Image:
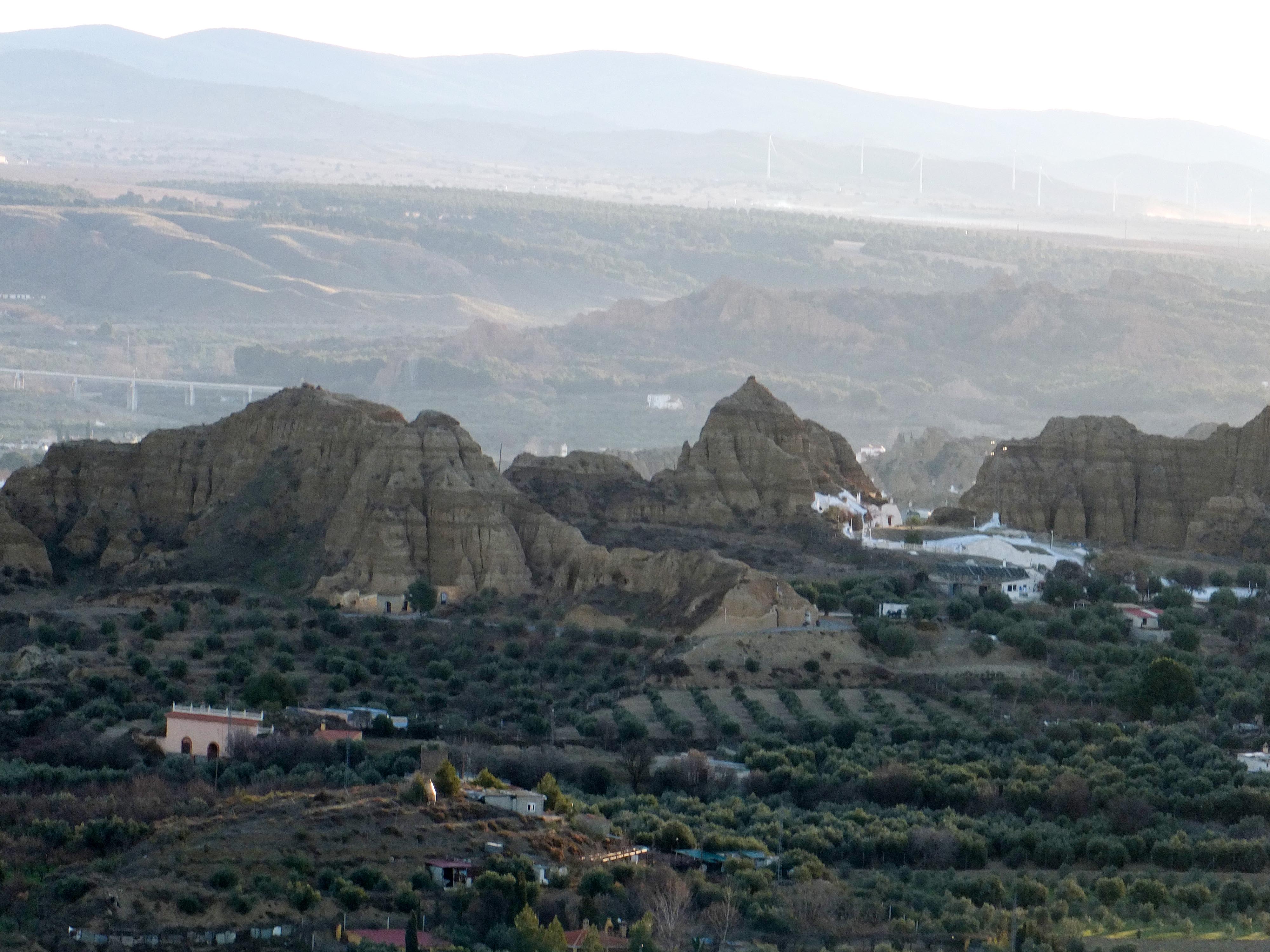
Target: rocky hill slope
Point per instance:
(930, 469)
(347, 496)
(1100, 478)
(755, 461)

* * *

SHORT PROBLEM -> Rewrite the items above with "Point per instance" changed to "Location per instance" and all else unchanged. Leave the pictures out of your answer.

FULL OUTPUT ->
Image:
Target: rocky hill slope
Location per instance:
(930, 469)
(347, 496)
(1100, 478)
(755, 461)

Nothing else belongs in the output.